(Saved data entries)
-----

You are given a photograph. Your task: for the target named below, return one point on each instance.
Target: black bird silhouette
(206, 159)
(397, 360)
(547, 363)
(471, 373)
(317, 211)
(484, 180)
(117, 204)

-----

Identify each line of the material above that contains the word "below" and copy those lines out. Case counts.

You are given a photograph. Your task: for the target named below, return one point on each instance.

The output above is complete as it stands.